NG: Transactional storage #626

wking · 2014-10-10T16:37:29Z

We've had some difficulties ensuring atomic transactions with the current registry. This makes it difficult to do things like robustly refcount images (or anything else where you'd need to touch metadata in several locations at once). I've been poking around to get a feel for how other folks handle transactions with huge.

Redis (and most key/value stores we might use for the smaller metadata) supports transactions, and there is support in asyncio-redis, if we end up implementing the new registry in Python with aiohttp.
Transactional filesystems seem a bit harder to come by, but if you don't have a huge volume of them, you can likely squeak by with something like Toggenburger's libbtrfstrans (although the paper doesn't seem to be maintained or have version-controlled code).
Microsoft's SQL Server supports FILESTREAM, which seems to give transactional access through the database layer, but stores the actual blobs transparently to the filesystem. Oracle Database has something similar with BFILE.
Gropengießer and Sattler have a paper on transactional S3. I only skimmed it, but it seems to be talking about a unpublished code for their client library and service layer.

This is not my area of expertise though, and its certainly possible that there's a mainstream, open-source, transactional storage solution for large binary blobs; I just can't find it ;).

dmp42 · 2014-10-28T20:40:28Z

I don't expect miracles unfortunately. Distributed store are unlikely to grow wings...

On the other hand, we had problems with that aspect because of the design / workflow of registry v1.
I expect (and wish, and will pay extra attention) the new workflow to be more resistant with that.

That might include using "locks" on the transactional storage (redis).

wking · 2014-10-28T20:58:27Z

On Tue, Oct 28, 2014 at 01:40:29PM -0700, Olivier Gambier wrote:

That might include using "locks" on the transactional storage
(redis).

Redis supports this already, we just need to add at least
start/commit/abort (in Redis: MULTI/EXEC/DISCARD) to the atomic
storage API. I'm still not sure how accepted my independent
atomic/streaming strategy is 1, but that should be pretty doable.
With transactional atomic storage and content-addressable streaming
storage, I don't expect any problems beyond occasional orphan entries
in the streaming storage. An occasional garbage-collection pass could
check for and clean that sort of thing up. With reference information
in the transactional atomic storage, it would even be pretty cheap,
just remove anything from streaming storage that's over a day old and
has no references listed in it's atomic storage reference file. Of
course, you still have to iterate over all the items in the streaming
storage, so some way to slowly work through a complete list of entries
would be good.

**Jobs:**
1 - In the transactional storage thread, which Redis commands correspond to start, commit and abort?
2 - Copy the part of the transactional storage thread that starts at the words "Gropengießer and Sattler" and ends after "resistant with that.".
3 - Proceed with the transactional storage thread from the point where it stops.
The lines that come next aren't needed for anything here.

**Excerpted records:**
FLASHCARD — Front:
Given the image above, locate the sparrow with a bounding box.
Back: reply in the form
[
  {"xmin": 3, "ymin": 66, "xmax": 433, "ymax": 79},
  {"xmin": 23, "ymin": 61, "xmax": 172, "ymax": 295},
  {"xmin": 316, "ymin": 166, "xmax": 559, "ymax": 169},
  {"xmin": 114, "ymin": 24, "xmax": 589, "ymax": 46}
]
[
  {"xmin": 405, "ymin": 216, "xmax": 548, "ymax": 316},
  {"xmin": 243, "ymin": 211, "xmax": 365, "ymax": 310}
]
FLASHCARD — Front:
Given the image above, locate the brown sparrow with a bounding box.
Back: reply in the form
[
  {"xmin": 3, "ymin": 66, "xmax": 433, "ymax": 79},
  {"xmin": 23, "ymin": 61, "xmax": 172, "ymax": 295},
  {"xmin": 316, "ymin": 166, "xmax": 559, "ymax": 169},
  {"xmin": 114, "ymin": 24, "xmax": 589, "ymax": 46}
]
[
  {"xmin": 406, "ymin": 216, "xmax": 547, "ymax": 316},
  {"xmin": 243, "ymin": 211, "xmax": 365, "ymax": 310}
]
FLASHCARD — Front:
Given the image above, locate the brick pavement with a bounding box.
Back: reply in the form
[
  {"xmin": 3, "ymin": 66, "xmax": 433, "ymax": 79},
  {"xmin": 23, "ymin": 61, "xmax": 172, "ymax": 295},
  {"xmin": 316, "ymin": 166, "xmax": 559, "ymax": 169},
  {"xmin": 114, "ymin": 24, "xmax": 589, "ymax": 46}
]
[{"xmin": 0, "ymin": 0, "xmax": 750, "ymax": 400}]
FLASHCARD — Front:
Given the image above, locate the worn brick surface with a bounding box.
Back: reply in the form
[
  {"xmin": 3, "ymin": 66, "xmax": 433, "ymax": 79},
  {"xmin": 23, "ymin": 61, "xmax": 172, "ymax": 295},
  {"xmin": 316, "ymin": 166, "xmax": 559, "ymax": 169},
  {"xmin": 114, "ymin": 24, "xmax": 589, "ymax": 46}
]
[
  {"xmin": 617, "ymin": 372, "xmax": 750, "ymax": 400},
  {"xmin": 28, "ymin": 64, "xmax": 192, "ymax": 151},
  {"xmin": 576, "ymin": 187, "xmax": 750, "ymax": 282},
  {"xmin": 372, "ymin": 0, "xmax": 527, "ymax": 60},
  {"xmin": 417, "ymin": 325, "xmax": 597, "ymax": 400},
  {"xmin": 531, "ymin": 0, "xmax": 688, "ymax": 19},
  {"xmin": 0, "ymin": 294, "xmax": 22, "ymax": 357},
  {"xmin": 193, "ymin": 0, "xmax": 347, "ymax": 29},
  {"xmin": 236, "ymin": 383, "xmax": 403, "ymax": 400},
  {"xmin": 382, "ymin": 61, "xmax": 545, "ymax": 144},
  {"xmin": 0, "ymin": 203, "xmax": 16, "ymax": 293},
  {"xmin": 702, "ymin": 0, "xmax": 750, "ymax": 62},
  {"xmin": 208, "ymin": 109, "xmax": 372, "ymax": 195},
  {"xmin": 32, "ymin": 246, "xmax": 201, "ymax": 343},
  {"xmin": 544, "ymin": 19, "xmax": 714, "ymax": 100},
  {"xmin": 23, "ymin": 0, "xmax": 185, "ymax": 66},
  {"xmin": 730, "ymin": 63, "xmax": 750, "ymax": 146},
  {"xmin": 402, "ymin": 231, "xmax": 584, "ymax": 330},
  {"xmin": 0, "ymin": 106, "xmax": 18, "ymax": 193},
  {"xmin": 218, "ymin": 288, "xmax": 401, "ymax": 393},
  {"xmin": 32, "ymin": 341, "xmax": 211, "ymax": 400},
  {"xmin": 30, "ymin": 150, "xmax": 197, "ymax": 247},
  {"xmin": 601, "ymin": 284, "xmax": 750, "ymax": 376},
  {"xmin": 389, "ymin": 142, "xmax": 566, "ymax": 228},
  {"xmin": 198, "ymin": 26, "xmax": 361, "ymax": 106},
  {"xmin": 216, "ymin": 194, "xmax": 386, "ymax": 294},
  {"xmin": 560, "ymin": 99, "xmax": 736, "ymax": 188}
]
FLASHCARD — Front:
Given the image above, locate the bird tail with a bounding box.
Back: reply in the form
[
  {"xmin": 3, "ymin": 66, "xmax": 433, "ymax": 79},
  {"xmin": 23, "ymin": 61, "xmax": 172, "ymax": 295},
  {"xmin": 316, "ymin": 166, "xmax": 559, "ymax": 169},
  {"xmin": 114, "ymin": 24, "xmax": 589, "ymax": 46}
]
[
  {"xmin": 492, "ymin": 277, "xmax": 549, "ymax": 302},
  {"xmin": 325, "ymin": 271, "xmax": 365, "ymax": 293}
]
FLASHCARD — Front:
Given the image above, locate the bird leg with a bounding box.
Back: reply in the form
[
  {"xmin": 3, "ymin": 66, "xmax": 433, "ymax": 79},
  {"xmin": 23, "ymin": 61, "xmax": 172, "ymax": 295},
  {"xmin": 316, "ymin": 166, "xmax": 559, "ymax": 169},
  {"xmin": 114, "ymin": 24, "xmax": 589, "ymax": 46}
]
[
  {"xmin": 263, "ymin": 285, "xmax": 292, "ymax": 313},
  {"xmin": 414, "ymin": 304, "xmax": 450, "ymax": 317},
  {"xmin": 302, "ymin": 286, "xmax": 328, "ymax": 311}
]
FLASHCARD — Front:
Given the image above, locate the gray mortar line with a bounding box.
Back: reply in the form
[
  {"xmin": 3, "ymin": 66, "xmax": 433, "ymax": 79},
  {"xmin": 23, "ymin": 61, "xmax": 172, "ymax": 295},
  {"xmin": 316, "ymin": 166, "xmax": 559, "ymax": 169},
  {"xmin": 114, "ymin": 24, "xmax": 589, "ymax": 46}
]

**Results by task:**
1 - MULTI, EXEC and DISCARD.

2 -
Gropengießer and Sattler have a paper on transactional S3. I only skimmed it, but it seems to be talking about a unpublished code for their client library and service layer.

This is not my area of expertise though, and its certainly possible that there's a mainstream, open-source, transactional storage solution for large binary blobs; I just can't find it ;).

dmp42 · 2014-10-28T20:40:28Z

I don't expect miracles unfortunately. Distributed store are unlikely to grow wings...

On the other hand, we had problems with that aspect because of the design / workflow of registry v1.
I expect (and wish, and will pay extra attention) the new workflow to be more resistant with that.

3 -
dmp42 · 2014-10-28T22:00:56Z

content-addressable streaming storage

The content-addressability part is up to the registry, not to the storage itself (drivers shouldn't need to know anything about that).

Of course, you still have to iterate over all the items in the streaming storage, so some way to slowly work through a complete list of entries would be good.

That was the same problem with v1... such an approach is not practical with any crowded storage.

About the rest, I would rather keep the "transactional storage" as a "simple cache" and not as full-blown requirement.

wking · 2014-10-28T22:13:36Z

On Tue, Oct 28, 2014 at 03:00:58PM -0700, Olivier Gambier wrote:

content-addressable streaming storage

The content-addressability part is up to the registry, not to the
storage itself (drivers shouldn't need to know anything about that).

If you're going to have content-addressability I'd definately put it
in at the storage level. Knowing that content is write-once and named
based on its content allows you to make a bunch of simplifying choices
in your implementation (e.g. no need to worry about racy writes).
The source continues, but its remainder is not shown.